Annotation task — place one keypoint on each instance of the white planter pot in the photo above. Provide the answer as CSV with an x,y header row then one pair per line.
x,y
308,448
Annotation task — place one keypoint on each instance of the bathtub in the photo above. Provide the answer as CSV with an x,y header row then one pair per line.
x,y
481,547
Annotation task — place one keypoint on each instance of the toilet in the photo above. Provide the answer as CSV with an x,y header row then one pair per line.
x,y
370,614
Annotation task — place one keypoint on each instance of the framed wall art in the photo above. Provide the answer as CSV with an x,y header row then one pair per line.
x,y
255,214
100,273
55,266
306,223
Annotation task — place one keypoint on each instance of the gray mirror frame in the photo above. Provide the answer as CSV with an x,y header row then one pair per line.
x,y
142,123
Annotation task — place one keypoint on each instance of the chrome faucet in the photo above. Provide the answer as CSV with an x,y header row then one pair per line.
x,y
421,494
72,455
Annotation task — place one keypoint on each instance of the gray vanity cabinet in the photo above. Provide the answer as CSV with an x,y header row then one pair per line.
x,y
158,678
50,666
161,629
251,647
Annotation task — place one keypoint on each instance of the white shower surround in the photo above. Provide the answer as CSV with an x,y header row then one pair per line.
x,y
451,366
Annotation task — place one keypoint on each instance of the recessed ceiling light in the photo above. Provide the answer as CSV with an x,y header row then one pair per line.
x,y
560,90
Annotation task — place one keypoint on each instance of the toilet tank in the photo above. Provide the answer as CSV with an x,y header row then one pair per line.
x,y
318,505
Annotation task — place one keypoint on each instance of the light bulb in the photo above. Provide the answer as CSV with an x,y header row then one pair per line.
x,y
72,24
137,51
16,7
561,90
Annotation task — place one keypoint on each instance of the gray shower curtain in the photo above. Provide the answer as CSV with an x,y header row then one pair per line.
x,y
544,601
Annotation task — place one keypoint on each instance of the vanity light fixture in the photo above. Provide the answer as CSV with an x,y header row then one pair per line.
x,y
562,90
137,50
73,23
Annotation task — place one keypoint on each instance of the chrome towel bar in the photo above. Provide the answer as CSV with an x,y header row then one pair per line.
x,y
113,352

▶ WORK INSTRUCTION: From the line containing "the toilet tank" to the final line above, output everything. Change nothing and add nothing.

▶ WRITTEN ANSWER:
Annotation task — place one keypoint on each instance of the toilet tank in the photo above. Provide the answer as CSV with an x,y header row then one pair per line.
x,y
318,505
Annotation task — place one keypoint on each instance of the light bulb in the photo above. Provide the answer as CSV with an x,y header row then one pair per line.
x,y
72,24
137,51
16,7
561,90
Annotation task — place one keypoint on each instance of the gray shower curtain in the photo above. Provide the answer as CSV with an x,y header row then one pair per line.
x,y
544,601
Annotation task — place one keypoint on each instance of the vanity light fixture in the photo above. Provide the answer as CSV with an x,y header row then one pair per line.
x,y
562,90
137,50
73,23
Annotation task — place one keypoint on each instance of the chrome towel bar in the photo above. Provide the answer as CSV with an x,y header row then one pair per line.
x,y
113,352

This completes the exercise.